GOAL OF THE EXERCISE – Please restate each entry word for word.

Segment Open

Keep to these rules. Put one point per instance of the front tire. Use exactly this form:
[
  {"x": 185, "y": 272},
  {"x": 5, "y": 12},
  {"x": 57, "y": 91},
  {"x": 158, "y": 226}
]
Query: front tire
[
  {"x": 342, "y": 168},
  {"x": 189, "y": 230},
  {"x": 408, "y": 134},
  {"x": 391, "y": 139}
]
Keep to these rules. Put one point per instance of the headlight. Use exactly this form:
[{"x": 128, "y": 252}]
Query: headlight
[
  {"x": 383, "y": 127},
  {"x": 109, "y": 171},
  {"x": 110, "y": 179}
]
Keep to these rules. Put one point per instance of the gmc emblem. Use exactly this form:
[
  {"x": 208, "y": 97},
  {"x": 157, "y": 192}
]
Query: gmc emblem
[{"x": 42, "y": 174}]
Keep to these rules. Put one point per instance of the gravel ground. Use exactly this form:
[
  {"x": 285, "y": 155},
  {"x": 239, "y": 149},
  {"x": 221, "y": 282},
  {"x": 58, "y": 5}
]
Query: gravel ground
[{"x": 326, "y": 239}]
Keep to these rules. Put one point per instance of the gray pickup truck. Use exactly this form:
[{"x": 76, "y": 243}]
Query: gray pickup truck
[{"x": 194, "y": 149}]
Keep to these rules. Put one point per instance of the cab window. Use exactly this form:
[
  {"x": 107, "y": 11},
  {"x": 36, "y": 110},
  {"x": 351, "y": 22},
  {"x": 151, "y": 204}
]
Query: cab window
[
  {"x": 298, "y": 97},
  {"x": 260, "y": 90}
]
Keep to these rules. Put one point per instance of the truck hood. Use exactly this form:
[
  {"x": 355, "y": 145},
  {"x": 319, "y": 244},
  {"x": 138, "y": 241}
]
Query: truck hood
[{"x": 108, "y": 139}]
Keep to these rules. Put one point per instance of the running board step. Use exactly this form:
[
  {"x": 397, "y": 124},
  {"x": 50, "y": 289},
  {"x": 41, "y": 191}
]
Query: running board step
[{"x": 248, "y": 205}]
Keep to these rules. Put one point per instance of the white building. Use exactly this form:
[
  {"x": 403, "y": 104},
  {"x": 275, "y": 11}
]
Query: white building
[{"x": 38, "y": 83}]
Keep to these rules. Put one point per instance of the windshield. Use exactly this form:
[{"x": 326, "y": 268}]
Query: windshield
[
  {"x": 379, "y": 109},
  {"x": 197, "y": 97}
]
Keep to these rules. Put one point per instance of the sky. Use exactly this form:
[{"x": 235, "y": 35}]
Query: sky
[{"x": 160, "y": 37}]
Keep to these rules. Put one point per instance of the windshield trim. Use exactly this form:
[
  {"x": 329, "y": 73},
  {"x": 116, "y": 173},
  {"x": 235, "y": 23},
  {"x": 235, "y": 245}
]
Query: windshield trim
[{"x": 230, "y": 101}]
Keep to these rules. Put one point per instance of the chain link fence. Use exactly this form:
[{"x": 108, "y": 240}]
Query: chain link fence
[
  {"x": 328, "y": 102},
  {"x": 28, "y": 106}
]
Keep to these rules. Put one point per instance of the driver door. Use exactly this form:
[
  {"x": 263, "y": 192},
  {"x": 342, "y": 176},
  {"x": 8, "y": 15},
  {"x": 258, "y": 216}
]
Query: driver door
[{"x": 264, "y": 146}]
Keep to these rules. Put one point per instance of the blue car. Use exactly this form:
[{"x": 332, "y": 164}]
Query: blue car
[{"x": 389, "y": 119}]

Segment Closed

RESULT BELOW –
Keep to these rules. Put one point per instance of the front tire. Use exactly this form:
[
  {"x": 185, "y": 272},
  {"x": 5, "y": 12},
  {"x": 57, "y": 91},
  {"x": 158, "y": 226}
]
Query: front tire
[
  {"x": 342, "y": 168},
  {"x": 189, "y": 230},
  {"x": 408, "y": 134},
  {"x": 391, "y": 139}
]
Keep to these rules. Put one point per instance of the headlight. Use exactly this form:
[{"x": 128, "y": 252}]
Query: headlight
[
  {"x": 383, "y": 127},
  {"x": 109, "y": 171},
  {"x": 110, "y": 179}
]
Keep to these rules. Put one point per instance of the gmc emblem. Use exactly this form:
[
  {"x": 208, "y": 97},
  {"x": 157, "y": 192}
]
Query: gmc emblem
[{"x": 42, "y": 174}]
Keep to these rules. Put one point per instance of the gravel ground. Use exactly this form:
[
  {"x": 285, "y": 155},
  {"x": 239, "y": 149},
  {"x": 221, "y": 282},
  {"x": 58, "y": 5}
]
Query: gravel ground
[{"x": 326, "y": 239}]
Keep to these rules. Put one point per instance of the gray pickup truck. Use exactly this form:
[{"x": 76, "y": 243}]
Query: gray pickup truck
[{"x": 194, "y": 149}]
Keep to these rules. Put one point per instance of the cab window. Use exactly this form:
[
  {"x": 107, "y": 11},
  {"x": 36, "y": 110},
  {"x": 351, "y": 22},
  {"x": 151, "y": 204}
]
Query: cab window
[
  {"x": 298, "y": 97},
  {"x": 260, "y": 90}
]
Keep to these rules. Put one point per instance of the truck hood. Use exactly this form:
[
  {"x": 355, "y": 145},
  {"x": 319, "y": 244},
  {"x": 138, "y": 241}
]
Query: truck hood
[{"x": 108, "y": 139}]
Keep to these rules. Put one point per instance of the running board step. Use exactly this form:
[
  {"x": 397, "y": 124},
  {"x": 50, "y": 289},
  {"x": 41, "y": 191}
]
Query: running board step
[{"x": 248, "y": 205}]
Keep to these rules. Put one point per instance of the white building. Use exactly this form:
[
  {"x": 403, "y": 104},
  {"x": 275, "y": 11}
]
Query: white building
[{"x": 38, "y": 83}]
Keep to these rules. Put one point per instance of the windshield. Use exactly this form:
[{"x": 326, "y": 268}]
Query: windshield
[
  {"x": 379, "y": 109},
  {"x": 197, "y": 97}
]
Keep to these rules. Put one point per instance of the sky. Use exactly this form:
[{"x": 235, "y": 35}]
Query: sky
[{"x": 160, "y": 37}]
Keep to these rules. Put one point per instance of the windshield trim. Use exactly this form:
[
  {"x": 329, "y": 73},
  {"x": 116, "y": 173},
  {"x": 235, "y": 23},
  {"x": 235, "y": 245}
]
Query: windshield trim
[{"x": 230, "y": 101}]
Keep to these rules. Put one point per instance of the chain link fence. Use exactly this form:
[{"x": 108, "y": 240}]
Query: chain link fence
[
  {"x": 328, "y": 102},
  {"x": 28, "y": 106}
]
Keep to these rules. Put one point per instance of the driver door. Use exactly this form:
[
  {"x": 263, "y": 192},
  {"x": 342, "y": 176},
  {"x": 8, "y": 15},
  {"x": 258, "y": 216}
]
Query: driver door
[{"x": 264, "y": 146}]
Keep to these rules. Put one point per instance of the blue car. Use exactly this form:
[{"x": 332, "y": 164}]
Query: blue car
[{"x": 389, "y": 119}]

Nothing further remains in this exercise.